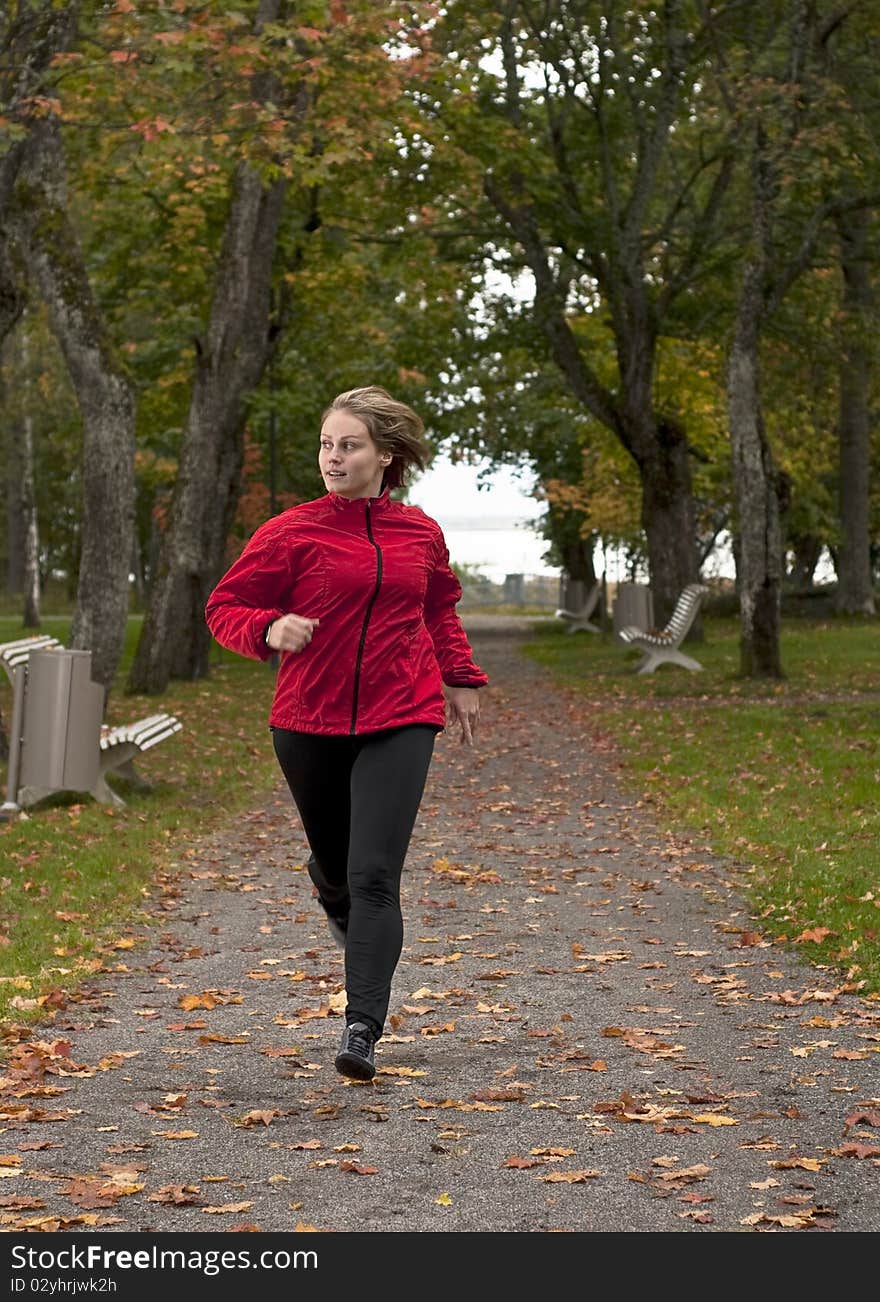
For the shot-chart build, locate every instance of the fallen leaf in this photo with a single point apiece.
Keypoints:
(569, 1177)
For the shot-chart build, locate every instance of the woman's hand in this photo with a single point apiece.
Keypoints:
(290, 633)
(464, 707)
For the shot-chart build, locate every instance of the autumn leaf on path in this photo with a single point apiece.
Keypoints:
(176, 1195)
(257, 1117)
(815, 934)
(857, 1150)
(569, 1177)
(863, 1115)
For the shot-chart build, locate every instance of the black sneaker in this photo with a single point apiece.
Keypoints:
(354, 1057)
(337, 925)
● ● ● ● ● ● ●
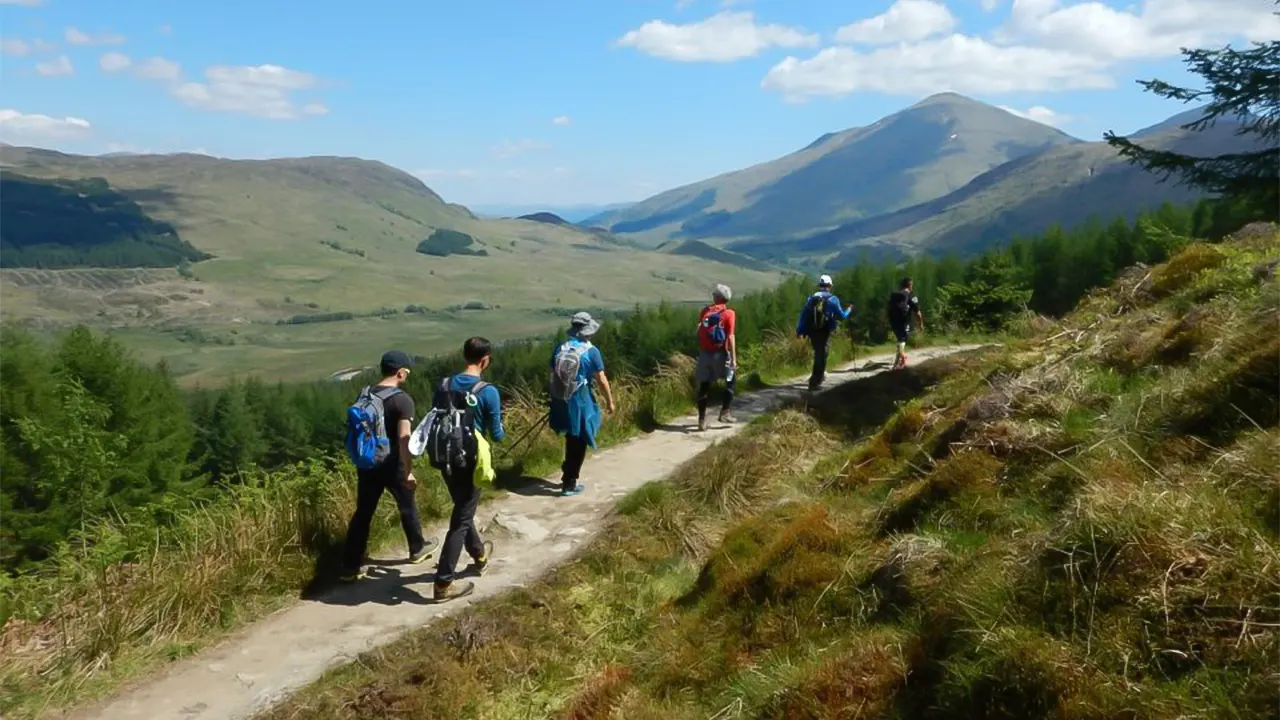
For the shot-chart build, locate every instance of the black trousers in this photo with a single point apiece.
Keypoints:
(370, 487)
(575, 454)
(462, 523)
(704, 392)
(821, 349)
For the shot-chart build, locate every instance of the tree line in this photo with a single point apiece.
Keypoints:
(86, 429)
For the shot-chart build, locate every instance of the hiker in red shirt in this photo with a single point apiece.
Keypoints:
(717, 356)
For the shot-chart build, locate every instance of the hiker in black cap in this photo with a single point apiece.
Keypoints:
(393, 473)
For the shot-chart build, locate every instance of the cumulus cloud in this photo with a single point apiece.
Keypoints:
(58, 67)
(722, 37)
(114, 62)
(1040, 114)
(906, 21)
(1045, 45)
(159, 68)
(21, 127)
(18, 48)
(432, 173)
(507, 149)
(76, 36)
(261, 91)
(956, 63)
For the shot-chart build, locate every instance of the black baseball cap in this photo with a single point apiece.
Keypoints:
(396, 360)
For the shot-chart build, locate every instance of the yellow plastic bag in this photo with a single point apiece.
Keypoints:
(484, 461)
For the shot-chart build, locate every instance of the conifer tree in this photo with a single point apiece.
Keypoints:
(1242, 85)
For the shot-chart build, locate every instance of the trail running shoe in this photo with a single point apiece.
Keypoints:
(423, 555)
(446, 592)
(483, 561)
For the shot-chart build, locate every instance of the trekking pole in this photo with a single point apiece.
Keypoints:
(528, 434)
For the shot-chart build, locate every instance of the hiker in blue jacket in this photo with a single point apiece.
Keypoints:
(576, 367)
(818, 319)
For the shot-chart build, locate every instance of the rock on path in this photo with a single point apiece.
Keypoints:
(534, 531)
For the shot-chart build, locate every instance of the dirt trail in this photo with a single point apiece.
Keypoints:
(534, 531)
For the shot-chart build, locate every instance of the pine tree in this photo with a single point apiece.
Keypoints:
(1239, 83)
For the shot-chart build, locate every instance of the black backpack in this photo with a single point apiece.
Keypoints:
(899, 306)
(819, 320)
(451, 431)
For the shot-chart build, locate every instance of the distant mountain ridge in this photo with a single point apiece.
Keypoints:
● ● ● ● ● ● ●
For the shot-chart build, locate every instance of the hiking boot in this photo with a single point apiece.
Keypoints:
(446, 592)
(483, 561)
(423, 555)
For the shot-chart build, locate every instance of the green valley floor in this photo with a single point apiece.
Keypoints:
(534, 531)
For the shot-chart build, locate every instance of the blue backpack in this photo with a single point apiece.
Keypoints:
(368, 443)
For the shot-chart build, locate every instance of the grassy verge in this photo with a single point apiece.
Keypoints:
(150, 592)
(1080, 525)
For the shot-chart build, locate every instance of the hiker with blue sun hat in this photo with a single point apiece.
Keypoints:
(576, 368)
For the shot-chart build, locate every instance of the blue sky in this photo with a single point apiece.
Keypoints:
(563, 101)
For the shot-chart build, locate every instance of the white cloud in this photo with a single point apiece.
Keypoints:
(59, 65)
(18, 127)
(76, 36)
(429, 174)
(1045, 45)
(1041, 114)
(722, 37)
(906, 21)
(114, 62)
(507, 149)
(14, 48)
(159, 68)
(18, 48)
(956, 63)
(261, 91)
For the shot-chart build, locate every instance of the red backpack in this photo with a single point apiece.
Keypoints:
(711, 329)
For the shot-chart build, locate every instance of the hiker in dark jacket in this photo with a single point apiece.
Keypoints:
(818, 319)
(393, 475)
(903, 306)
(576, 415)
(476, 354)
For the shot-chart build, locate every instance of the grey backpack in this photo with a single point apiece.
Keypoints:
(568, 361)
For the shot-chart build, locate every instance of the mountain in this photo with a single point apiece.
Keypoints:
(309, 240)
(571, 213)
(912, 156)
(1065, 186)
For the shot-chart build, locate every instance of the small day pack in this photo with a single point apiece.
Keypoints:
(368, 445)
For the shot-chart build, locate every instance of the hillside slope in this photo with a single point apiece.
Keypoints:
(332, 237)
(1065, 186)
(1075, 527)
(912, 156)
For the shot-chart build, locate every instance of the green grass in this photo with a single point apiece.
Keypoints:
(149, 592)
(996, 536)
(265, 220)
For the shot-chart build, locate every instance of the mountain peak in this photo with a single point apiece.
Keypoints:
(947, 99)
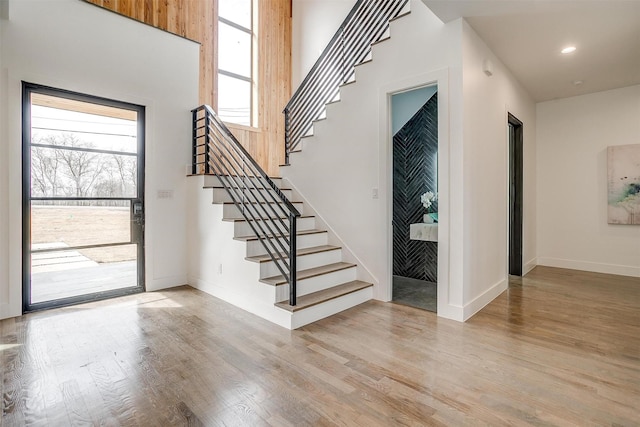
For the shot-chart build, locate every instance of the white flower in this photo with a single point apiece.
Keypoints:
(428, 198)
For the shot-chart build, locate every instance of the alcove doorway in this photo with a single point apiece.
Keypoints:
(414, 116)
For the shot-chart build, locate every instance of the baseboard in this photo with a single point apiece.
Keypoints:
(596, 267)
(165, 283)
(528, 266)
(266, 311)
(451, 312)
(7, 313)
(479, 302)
● ● ● ● ● ● ●
**Work request:**
If a line in the records contains the string "backpack", copy it out.

**Answer for the task:**
For the shot-chart build, locate every instance of the black backpack in this photo with a single point apiece.
For the shot-chart build, locate every instance of the blue backpack in this photo with a single point apiece.
For the shot-chart build, locate every instance of the red backpack in this photo with a single point apiece.
For the shot-chart build, locate every instance of the grey backpack in this photo with a single point apiece.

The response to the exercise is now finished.